What is being asked>
Rewrite the data below from the line with "In this exercise you will label the black hat" up to and including the last line, keeping the requests and adding 104 to every coordinate value in the answers. Give only those lines.

Stored data:
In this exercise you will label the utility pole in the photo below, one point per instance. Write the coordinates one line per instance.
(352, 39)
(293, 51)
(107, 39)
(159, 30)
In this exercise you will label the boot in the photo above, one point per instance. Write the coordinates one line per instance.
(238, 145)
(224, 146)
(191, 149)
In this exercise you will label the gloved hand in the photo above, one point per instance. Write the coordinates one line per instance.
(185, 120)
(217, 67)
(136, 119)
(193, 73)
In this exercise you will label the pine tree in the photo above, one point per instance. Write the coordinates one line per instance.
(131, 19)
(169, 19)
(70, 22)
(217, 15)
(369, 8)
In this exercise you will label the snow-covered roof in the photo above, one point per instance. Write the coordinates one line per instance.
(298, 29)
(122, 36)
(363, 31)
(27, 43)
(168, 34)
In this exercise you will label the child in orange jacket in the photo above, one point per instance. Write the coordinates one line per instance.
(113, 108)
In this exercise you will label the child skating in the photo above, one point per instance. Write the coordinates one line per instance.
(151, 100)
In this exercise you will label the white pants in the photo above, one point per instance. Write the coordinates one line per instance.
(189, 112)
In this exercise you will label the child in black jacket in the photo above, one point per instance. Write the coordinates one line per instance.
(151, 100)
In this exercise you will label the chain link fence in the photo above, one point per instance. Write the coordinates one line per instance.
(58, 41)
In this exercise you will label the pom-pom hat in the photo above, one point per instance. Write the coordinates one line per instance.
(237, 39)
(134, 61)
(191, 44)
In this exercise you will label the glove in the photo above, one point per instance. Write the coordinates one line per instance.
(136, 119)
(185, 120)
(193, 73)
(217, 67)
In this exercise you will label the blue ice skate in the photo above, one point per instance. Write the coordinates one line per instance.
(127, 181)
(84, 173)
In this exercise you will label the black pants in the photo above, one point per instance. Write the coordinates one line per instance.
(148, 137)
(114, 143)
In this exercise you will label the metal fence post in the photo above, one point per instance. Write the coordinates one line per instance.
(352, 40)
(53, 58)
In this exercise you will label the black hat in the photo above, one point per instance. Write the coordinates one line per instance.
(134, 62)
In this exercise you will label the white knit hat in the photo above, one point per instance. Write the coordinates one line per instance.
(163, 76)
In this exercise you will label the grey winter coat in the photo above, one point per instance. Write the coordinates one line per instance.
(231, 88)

Result for this exercise>
In this exercise you will label the black hat in the photo above, one point per instance. Write the coordinates one line per instance.
(238, 166)
In this exercise you will label the white knit hat in the photo above, one point per instance. Write the coordinates one line per instance.
(267, 180)
In this exercise you will label the grey winter coat in the photo above, one point per instance. Write the coordinates one line per instance.
(335, 192)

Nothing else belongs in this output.